Listed entries —
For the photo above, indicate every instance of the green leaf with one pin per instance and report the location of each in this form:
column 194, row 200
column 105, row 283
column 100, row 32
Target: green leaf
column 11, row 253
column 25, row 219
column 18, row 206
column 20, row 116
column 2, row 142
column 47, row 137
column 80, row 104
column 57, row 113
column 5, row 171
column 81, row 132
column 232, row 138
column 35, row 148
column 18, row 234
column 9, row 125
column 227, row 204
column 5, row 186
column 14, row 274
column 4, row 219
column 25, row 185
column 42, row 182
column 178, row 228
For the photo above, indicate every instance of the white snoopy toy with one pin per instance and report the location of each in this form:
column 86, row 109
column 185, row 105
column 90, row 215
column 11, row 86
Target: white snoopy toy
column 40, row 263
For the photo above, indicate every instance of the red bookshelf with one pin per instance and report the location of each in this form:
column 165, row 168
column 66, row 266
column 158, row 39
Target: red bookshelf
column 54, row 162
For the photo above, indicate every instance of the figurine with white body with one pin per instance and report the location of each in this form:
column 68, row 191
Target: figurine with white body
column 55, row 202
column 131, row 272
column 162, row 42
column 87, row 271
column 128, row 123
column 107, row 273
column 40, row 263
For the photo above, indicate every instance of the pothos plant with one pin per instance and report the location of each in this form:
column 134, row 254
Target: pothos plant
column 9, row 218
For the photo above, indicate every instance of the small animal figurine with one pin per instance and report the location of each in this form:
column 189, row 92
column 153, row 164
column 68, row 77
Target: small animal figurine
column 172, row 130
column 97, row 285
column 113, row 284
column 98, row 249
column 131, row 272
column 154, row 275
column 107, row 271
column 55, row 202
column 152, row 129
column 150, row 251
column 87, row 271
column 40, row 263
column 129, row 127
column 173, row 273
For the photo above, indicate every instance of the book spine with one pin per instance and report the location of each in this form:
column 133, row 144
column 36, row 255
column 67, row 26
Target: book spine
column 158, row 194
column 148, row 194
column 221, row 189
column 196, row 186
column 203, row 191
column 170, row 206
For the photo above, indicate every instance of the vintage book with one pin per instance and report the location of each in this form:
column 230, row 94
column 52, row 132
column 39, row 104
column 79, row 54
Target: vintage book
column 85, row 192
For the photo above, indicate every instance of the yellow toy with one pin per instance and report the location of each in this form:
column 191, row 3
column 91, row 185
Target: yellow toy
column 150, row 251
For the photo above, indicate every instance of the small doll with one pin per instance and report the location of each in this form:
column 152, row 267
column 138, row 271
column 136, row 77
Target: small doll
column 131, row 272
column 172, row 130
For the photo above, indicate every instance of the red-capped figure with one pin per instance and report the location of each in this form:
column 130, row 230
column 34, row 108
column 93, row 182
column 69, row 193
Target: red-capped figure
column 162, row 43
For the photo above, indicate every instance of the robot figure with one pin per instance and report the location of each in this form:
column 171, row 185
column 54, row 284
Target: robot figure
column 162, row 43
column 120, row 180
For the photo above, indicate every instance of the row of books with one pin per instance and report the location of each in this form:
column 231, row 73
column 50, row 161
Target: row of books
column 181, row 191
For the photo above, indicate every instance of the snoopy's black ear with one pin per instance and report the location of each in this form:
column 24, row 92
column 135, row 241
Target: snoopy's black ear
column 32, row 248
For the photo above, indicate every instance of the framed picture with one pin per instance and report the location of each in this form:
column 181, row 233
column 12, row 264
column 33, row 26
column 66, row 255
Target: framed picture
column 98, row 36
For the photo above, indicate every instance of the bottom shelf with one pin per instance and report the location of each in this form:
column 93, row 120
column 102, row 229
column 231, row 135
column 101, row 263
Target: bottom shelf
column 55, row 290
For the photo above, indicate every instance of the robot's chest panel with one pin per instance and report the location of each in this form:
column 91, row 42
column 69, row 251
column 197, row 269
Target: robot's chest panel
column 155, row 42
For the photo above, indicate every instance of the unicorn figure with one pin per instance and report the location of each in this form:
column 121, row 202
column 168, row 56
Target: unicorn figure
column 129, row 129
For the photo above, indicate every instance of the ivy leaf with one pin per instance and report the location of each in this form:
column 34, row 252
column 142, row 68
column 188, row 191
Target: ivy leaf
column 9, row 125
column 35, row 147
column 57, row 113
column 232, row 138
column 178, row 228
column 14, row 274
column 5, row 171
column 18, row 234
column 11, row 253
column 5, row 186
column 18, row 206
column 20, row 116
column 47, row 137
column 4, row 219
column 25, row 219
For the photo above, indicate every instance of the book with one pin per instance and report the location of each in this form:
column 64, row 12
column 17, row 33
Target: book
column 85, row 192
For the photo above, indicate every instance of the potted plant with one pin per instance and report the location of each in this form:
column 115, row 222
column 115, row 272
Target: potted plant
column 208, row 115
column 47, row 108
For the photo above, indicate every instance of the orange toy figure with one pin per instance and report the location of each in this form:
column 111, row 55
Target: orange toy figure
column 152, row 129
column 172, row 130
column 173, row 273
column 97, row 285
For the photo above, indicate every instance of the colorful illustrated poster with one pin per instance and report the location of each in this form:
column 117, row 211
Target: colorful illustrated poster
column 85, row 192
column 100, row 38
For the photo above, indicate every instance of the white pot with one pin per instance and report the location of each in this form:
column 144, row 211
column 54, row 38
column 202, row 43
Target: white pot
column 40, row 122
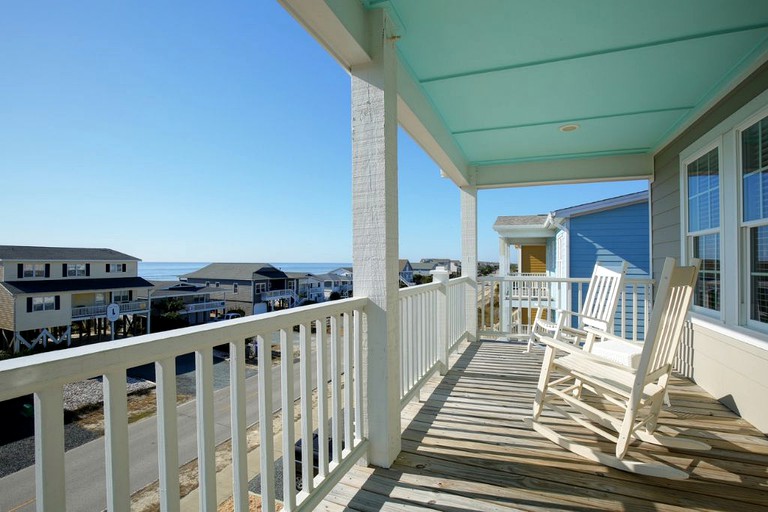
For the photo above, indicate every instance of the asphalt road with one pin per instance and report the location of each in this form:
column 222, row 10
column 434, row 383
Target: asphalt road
column 85, row 471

Exercise objective — Exactly as written above, print every record, and keep the pictures out.

Answer box —
For the photo above, indicate every instance of the green leaf with one pin per instance and report the location of each in this form:
column 194, row 200
column 105, row 283
column 100, row 32
Target: green leaf
column 11, row 253
column 25, row 219
column 18, row 206
column 20, row 116
column 2, row 142
column 47, row 137
column 80, row 104
column 57, row 113
column 5, row 171
column 81, row 132
column 232, row 138
column 35, row 148
column 18, row 234
column 9, row 125
column 227, row 204
column 5, row 186
column 14, row 274
column 4, row 219
column 25, row 185
column 42, row 182
column 178, row 228
For the photo above, indicate every instance of the white snoopy toy with one pin per instance and report the location of each in this form:
column 86, row 109
column 185, row 105
column 90, row 215
column 11, row 86
Target: white snoopy toy
column 40, row 263
For the photo above, indicate every instance of the red bookshelf with one pin per instance and report the location of each in this form:
column 165, row 168
column 66, row 266
column 158, row 39
Target: red bookshelf
column 54, row 162
For the photo above, indicate every instance of the figurine with white body with one pin per instance and report the location of each in this form:
column 68, row 191
Target: figurine with white body
column 55, row 202
column 131, row 272
column 162, row 42
column 87, row 271
column 128, row 123
column 107, row 273
column 40, row 263
For the photo above, indicate every instance of the pothos plant with one pin per instance and report the location of each in this form:
column 134, row 254
Target: pothos plant
column 9, row 218
For the photo above, indicate every instance of the small animal figurine with one pin per instance and report the location of each in this form:
column 189, row 92
column 153, row 164
column 68, row 77
Target: small animal figurine
column 172, row 130
column 97, row 285
column 113, row 284
column 98, row 249
column 131, row 272
column 154, row 275
column 107, row 271
column 55, row 202
column 152, row 129
column 150, row 251
column 87, row 271
column 40, row 263
column 129, row 127
column 173, row 273
For the photo above, indicate every instance of the book spine with one pin per instance and report the location of each in this form:
column 133, row 144
column 36, row 255
column 67, row 26
Target: book spine
column 158, row 194
column 148, row 194
column 221, row 189
column 196, row 186
column 203, row 191
column 170, row 206
For the photo above, indicate every instance of the vintage book with one pin per instance and report the location of each in this form:
column 230, row 94
column 52, row 132
column 39, row 104
column 79, row 54
Target: vintage book
column 85, row 192
For the photo above, indicate every instance of the yellow toy with one pin per instance and report the location of each in this form:
column 191, row 3
column 91, row 185
Target: yellow toy
column 150, row 251
For the photo above, indicate every instance of the small doll with one pin per instance and report the location of each in this form:
column 152, row 267
column 138, row 271
column 136, row 77
Target: small doll
column 131, row 272
column 172, row 130
For the photo above, indicate every instance of the red-capped figure with one pin per instance and report the location of each in this form:
column 130, row 230
column 34, row 108
column 93, row 182
column 69, row 193
Target: red-capped figure
column 162, row 43
For the photo above, indicate every instance of the robot figure with one pin per instance and report the location of each in this form:
column 171, row 185
column 54, row 284
Target: robot figure
column 162, row 43
column 120, row 180
For the photo above, indicate every instance of the row of books with one pin per instance and report the location of each in this form:
column 231, row 73
column 50, row 161
Target: row of books
column 181, row 191
For the photo above, indicate every instance of the snoopy's black ear with one pin per instance and report the location of each in this form:
column 24, row 92
column 135, row 241
Target: snoopy's black ear
column 32, row 248
For the photo above, indicate every instance of the framed picture with one pin per instance and report the location of each in this form:
column 181, row 233
column 12, row 264
column 33, row 26
column 66, row 255
Target: framed picture
column 98, row 36
For the photo above, indicate every instance of the bottom shelf with one pin per instance and report the location of each in this form:
column 93, row 120
column 102, row 229
column 231, row 135
column 101, row 263
Target: bottom shelf
column 55, row 290
For the photo above, indicate every instance of the robot's chest panel with one pin per instance and report the location of each in this form:
column 91, row 42
column 69, row 251
column 197, row 269
Target: robot's chest panel
column 155, row 42
For the photo above, indicate every instance of the unicorn figure with one pin per instance and report the location of each in this form:
column 121, row 202
column 168, row 56
Target: unicorn figure
column 129, row 129
For the photo above, indicate every instance of the ivy leaf with one pin per instance and report the location of each in this form:
column 34, row 252
column 142, row 68
column 188, row 191
Target: ivy leaf
column 9, row 125
column 35, row 147
column 57, row 113
column 232, row 138
column 178, row 228
column 14, row 274
column 5, row 171
column 18, row 234
column 11, row 253
column 5, row 186
column 18, row 206
column 20, row 116
column 47, row 137
column 4, row 219
column 25, row 219
For the photo above, indicate every instance of the book with one pin per instance and report the location of each in this form:
column 64, row 12
column 17, row 33
Target: book
column 85, row 192
For the photo above, indicate every instance of the potted plant with one pin per instance and report the location of each in this form:
column 115, row 222
column 115, row 272
Target: potted plant
column 208, row 115
column 47, row 108
For the photo above, indicate every instance of the orange toy figure with one pin per instance and report the location of each in this form:
column 111, row 55
Target: orange toy figure
column 152, row 129
column 172, row 130
column 173, row 273
column 97, row 285
For the photo above, indicate every instance of the colorful illustrated poster with one pin per instance and report the location of each in this form:
column 117, row 211
Target: colorful illustrated poster
column 85, row 192
column 100, row 38
For the photo above, indicate every instance of the white pot with one pin per instance and report the location of each in this form:
column 144, row 211
column 54, row 38
column 202, row 43
Target: white pot
column 40, row 122
For the photo above, indicate every instance of the asphalt road with one pin per instance and report the location of each in this form:
column 222, row 10
column 434, row 383
Target: asphalt road
column 85, row 471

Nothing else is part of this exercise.